**** Given records ****

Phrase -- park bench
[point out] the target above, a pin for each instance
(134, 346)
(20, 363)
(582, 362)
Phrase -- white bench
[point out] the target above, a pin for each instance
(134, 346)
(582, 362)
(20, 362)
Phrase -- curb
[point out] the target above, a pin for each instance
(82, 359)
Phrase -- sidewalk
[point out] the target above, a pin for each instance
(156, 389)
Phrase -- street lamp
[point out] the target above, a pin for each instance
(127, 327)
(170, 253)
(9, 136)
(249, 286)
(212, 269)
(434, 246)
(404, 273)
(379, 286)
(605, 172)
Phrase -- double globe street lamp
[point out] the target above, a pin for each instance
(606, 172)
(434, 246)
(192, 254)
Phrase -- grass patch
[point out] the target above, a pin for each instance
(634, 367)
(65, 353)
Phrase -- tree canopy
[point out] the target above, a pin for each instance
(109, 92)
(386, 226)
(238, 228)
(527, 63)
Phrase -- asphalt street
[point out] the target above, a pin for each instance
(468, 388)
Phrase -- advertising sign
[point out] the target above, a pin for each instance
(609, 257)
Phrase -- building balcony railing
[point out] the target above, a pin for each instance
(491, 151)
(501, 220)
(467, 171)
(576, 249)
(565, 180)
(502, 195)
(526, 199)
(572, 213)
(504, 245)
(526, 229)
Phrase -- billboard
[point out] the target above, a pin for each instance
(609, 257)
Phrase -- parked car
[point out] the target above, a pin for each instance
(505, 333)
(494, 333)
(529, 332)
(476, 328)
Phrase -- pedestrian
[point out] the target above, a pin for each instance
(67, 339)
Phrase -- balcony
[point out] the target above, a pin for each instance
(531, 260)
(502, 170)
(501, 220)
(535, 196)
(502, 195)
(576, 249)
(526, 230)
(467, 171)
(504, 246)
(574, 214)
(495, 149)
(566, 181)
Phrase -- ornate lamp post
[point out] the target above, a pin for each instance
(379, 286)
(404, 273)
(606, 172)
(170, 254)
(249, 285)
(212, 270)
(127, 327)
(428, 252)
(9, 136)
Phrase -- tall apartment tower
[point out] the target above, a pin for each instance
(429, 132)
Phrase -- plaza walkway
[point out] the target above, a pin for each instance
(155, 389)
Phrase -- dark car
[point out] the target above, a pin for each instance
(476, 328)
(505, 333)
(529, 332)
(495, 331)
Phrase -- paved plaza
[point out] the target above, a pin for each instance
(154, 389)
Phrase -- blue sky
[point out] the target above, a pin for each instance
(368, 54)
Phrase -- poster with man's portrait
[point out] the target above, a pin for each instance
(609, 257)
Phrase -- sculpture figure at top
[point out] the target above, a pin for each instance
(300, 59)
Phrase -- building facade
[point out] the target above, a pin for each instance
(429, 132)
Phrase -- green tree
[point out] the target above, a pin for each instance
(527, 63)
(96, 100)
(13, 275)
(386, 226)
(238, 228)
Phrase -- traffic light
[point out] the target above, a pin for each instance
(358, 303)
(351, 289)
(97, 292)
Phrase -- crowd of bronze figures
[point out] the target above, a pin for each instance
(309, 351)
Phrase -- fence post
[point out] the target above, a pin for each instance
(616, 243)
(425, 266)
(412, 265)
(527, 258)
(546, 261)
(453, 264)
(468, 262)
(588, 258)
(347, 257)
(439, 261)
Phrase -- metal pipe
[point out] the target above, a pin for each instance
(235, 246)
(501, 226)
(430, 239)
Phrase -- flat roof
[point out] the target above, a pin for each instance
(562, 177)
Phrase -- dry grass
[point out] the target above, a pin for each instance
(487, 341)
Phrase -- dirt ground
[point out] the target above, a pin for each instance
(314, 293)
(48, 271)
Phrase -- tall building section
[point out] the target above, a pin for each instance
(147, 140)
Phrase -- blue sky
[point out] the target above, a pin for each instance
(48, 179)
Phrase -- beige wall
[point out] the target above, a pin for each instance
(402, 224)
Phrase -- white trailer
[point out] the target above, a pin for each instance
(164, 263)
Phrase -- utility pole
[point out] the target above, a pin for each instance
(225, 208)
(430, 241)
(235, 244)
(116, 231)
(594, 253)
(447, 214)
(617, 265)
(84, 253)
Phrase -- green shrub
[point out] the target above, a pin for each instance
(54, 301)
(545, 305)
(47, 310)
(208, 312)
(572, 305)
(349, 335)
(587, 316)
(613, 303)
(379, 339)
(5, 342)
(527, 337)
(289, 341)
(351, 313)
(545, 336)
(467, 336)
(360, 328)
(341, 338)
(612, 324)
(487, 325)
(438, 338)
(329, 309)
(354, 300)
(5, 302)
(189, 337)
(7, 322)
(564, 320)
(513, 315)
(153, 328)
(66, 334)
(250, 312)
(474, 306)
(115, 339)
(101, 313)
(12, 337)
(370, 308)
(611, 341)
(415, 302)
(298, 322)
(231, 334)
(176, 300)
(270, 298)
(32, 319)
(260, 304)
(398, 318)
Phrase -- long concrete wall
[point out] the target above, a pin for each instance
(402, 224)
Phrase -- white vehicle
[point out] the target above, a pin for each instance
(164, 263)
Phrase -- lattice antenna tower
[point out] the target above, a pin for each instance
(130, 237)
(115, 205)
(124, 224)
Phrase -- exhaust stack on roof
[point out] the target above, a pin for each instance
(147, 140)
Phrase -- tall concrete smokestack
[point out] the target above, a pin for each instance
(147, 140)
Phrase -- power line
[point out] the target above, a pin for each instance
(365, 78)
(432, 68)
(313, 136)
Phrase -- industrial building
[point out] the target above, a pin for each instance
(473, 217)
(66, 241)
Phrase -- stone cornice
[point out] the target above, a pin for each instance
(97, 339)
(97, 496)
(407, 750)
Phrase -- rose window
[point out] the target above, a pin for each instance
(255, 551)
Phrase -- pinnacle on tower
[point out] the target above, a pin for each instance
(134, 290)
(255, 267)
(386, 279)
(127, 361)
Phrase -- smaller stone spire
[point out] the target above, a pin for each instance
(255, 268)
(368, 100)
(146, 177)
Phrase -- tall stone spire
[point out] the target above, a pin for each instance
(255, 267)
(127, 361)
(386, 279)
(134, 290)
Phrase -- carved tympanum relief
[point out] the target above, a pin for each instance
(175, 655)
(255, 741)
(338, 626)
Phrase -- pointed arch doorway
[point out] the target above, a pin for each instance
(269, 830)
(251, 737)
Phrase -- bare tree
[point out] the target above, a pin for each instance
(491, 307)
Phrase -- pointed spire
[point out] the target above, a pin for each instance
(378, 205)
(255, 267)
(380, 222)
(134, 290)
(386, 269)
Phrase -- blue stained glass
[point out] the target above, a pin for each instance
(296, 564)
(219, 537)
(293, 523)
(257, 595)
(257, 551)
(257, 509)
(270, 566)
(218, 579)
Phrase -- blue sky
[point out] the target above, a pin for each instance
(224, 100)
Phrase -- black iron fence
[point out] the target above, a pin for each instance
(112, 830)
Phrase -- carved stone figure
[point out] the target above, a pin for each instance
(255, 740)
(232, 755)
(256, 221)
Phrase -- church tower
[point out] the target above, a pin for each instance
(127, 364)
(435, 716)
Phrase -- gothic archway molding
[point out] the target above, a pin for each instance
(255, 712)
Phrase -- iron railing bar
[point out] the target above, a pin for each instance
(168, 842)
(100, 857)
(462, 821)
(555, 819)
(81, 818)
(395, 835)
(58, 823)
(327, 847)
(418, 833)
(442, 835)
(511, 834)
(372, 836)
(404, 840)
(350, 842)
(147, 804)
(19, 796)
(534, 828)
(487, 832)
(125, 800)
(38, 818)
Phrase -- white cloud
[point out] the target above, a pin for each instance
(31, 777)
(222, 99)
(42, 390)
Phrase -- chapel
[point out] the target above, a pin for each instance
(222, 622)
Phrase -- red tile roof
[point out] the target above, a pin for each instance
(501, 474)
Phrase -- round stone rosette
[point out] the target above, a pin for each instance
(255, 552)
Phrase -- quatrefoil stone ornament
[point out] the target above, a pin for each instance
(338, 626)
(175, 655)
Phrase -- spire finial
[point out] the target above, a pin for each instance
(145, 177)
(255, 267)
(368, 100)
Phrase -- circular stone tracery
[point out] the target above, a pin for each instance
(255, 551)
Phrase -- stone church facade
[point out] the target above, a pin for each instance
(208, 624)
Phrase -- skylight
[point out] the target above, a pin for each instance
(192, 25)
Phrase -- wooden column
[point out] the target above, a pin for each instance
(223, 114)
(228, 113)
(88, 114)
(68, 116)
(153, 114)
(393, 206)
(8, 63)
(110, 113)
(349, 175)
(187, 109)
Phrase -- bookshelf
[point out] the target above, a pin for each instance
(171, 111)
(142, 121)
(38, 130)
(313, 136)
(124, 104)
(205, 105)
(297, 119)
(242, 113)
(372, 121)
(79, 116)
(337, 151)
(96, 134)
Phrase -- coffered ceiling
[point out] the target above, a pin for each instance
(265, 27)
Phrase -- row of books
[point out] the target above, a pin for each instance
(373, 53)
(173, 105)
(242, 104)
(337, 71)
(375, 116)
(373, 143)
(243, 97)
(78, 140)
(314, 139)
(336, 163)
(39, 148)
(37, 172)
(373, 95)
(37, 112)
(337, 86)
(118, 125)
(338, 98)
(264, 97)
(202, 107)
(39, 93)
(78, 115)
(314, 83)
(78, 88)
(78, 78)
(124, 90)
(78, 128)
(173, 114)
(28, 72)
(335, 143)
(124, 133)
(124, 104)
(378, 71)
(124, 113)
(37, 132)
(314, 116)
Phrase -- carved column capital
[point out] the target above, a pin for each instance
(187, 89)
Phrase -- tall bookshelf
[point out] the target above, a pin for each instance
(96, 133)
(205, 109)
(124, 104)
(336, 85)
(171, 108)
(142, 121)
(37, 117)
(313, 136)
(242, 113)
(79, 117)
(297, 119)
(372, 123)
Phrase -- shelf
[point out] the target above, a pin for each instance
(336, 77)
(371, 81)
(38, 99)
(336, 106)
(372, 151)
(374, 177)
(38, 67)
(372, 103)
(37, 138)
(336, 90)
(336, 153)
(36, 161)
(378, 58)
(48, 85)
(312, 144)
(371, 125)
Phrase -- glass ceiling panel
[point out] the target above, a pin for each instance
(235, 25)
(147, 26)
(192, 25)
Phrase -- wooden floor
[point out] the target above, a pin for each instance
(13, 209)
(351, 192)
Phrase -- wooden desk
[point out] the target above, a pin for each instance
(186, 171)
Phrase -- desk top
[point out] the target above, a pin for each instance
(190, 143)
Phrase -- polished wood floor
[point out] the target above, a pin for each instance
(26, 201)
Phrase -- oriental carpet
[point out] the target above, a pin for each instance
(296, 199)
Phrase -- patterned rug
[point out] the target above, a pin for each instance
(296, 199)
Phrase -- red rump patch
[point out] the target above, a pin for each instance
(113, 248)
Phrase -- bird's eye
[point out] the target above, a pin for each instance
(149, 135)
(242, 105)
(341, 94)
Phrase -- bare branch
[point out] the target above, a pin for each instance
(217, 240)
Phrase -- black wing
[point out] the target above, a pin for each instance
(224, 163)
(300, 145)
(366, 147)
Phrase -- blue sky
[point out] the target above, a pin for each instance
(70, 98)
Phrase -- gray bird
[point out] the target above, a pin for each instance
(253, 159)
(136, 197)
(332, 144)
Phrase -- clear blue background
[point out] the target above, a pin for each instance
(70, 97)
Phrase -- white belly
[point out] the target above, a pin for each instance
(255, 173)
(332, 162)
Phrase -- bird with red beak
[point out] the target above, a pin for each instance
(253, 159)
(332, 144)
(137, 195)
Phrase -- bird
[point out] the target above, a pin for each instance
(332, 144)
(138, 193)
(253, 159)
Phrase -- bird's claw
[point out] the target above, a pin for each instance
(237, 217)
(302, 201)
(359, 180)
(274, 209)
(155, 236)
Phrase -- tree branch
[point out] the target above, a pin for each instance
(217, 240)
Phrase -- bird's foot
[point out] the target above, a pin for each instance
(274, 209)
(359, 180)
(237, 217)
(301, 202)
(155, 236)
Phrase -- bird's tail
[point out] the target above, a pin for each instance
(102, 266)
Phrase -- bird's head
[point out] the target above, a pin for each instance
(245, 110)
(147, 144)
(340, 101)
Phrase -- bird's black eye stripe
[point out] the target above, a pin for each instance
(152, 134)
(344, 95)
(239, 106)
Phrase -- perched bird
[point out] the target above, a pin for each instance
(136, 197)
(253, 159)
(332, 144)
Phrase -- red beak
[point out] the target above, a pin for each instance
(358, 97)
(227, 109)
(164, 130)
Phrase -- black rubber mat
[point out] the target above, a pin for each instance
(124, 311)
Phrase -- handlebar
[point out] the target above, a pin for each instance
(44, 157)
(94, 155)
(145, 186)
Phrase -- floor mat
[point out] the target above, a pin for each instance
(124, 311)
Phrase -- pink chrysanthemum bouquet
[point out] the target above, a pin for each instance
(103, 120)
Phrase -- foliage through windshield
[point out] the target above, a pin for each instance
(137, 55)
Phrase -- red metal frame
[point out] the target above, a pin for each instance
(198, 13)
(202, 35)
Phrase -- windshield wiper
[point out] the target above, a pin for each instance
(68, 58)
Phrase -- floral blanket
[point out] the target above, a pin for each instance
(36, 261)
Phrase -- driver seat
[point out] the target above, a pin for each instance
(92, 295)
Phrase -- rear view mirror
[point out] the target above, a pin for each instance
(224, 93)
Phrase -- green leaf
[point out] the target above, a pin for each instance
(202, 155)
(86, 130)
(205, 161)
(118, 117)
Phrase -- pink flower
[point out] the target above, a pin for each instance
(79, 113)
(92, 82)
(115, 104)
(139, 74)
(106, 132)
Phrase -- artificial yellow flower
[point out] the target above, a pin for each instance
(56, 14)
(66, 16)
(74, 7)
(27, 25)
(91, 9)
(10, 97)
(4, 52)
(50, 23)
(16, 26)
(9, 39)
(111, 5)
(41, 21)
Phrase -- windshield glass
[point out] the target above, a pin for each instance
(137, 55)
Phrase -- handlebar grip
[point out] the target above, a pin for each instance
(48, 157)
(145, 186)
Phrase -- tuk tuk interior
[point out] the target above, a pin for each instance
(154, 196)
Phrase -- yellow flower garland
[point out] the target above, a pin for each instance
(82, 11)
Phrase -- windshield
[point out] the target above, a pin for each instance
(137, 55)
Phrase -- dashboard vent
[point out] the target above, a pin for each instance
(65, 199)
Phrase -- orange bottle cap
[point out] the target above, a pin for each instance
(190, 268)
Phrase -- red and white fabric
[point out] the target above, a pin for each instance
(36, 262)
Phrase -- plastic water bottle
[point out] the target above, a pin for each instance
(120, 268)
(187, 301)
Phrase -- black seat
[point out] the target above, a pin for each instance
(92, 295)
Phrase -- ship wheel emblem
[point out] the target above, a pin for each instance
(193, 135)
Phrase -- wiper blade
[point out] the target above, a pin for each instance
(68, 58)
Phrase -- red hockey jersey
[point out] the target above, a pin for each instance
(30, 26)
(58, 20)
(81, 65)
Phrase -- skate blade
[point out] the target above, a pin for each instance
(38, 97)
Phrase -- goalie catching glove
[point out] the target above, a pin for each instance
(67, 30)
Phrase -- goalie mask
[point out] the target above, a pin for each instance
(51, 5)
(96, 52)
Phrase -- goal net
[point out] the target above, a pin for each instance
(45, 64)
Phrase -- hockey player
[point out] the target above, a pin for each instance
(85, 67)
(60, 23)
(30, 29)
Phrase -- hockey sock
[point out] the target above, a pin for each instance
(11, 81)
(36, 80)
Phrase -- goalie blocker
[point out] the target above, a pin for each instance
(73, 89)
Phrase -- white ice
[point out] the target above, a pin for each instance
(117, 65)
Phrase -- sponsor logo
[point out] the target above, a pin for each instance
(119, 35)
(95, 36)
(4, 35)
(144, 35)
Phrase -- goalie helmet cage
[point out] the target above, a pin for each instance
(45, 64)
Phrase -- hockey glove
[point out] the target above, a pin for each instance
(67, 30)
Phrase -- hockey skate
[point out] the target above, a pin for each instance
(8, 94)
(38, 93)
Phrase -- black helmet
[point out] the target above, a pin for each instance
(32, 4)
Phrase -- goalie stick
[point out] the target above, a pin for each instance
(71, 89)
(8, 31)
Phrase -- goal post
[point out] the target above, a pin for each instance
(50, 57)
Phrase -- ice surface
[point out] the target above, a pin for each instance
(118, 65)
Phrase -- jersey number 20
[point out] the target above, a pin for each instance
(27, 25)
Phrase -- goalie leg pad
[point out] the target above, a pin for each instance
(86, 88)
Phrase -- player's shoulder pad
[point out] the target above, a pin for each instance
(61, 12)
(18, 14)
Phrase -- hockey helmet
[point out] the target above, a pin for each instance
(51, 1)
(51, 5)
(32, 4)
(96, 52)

****

= Task prompt =
Return only the lines running from the line with "Phrase -- hockey skate" to the last line of the records, both included, exactly as written.

= Solved exercise =
Phrase -- hockey skate
[point out] the target above, a pin for each instance
(8, 94)
(38, 93)
Phrase -- black helmet
[point out] the target above, a pin for each instance
(32, 4)
Phrase -- goalie stick
[point out] the target above, a pin for each instance
(71, 89)
(8, 31)
Phrase -- goal post
[point out] the target above, a pin for each instance
(50, 57)
Phrase -- ice surface
[point out] the target above, a pin for each instance
(118, 65)
Phrase -- jersey number 20
[point out] the target above, a pin for each instance
(27, 25)
Phrase -- goalie leg pad
[point out] the target above, a pin for each instance
(86, 88)
Phrase -- player's shoulder pad
[point out] the target above, a pin for each instance
(61, 12)
(18, 14)
Phrase -- hockey helmet
[point out] the target above, a pin for each instance
(51, 1)
(51, 5)
(32, 4)
(96, 52)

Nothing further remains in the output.